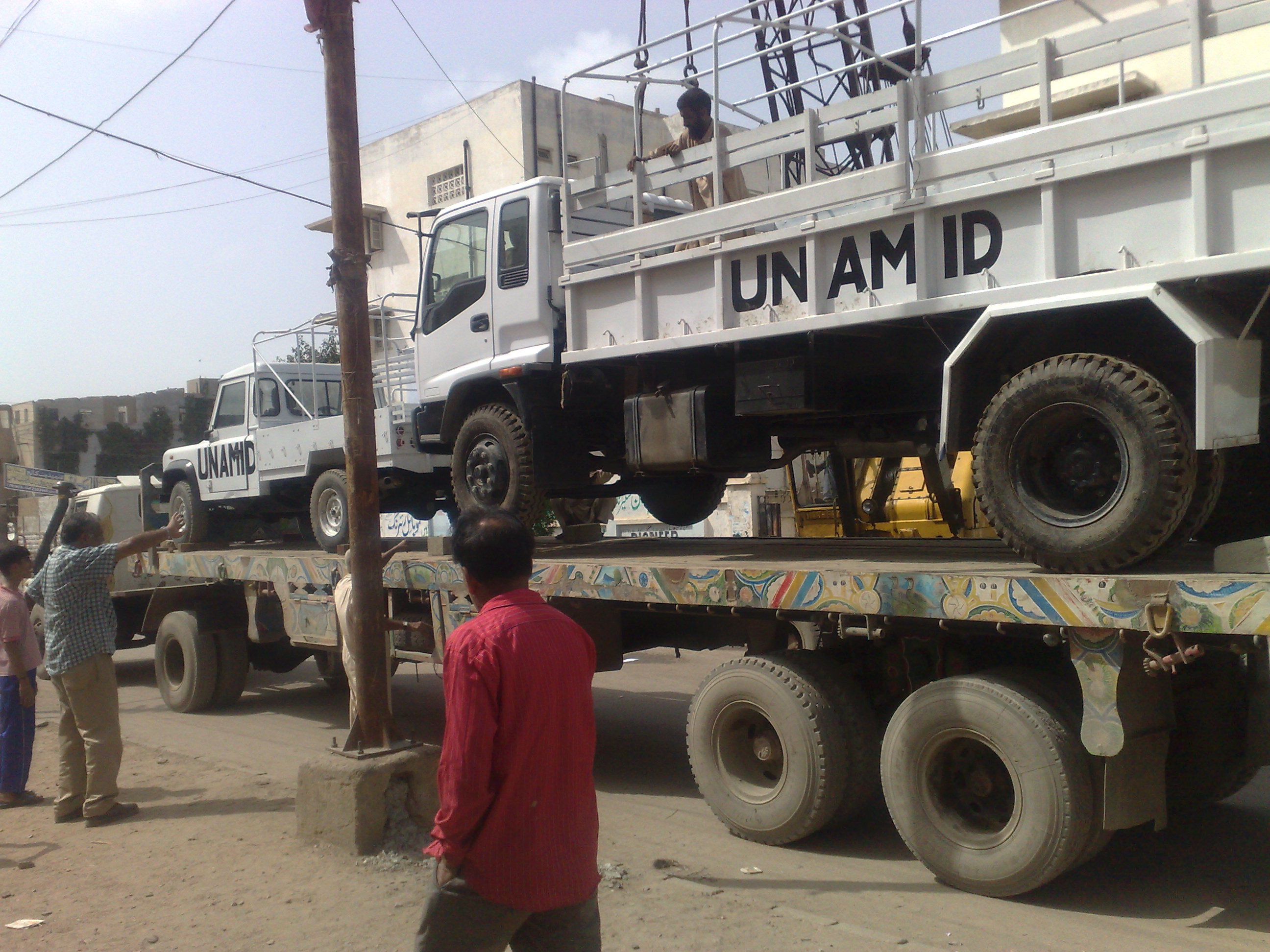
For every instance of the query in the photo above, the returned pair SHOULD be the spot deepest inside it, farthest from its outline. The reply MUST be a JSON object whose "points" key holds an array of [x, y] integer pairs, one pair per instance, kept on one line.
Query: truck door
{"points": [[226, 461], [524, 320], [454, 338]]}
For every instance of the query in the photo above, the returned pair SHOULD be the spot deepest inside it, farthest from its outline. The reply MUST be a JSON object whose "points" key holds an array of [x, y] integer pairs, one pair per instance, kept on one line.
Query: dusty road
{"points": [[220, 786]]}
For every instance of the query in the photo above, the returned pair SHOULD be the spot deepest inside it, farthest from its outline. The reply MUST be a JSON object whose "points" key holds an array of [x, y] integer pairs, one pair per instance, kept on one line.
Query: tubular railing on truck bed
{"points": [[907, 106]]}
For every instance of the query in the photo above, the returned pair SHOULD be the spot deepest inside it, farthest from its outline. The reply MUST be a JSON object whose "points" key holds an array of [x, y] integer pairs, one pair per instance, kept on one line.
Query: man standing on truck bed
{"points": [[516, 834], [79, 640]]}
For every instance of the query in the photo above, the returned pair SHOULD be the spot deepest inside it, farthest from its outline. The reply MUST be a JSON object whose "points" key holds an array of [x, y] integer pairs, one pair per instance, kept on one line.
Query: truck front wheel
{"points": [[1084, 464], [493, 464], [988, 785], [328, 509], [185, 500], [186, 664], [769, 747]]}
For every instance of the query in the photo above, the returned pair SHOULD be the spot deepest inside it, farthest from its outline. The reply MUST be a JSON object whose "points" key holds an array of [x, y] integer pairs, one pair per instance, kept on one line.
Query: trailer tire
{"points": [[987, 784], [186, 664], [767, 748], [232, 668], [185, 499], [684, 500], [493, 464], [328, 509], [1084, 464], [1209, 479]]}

********

* **Written request**
Pull out every line in the rows above that contains the string "truck". Matching is case-sensitive.

* **Finished answer**
Query: truck door
Query: tubular railing on truck bed
Query: man standing on truck bed
Query: truck front wheel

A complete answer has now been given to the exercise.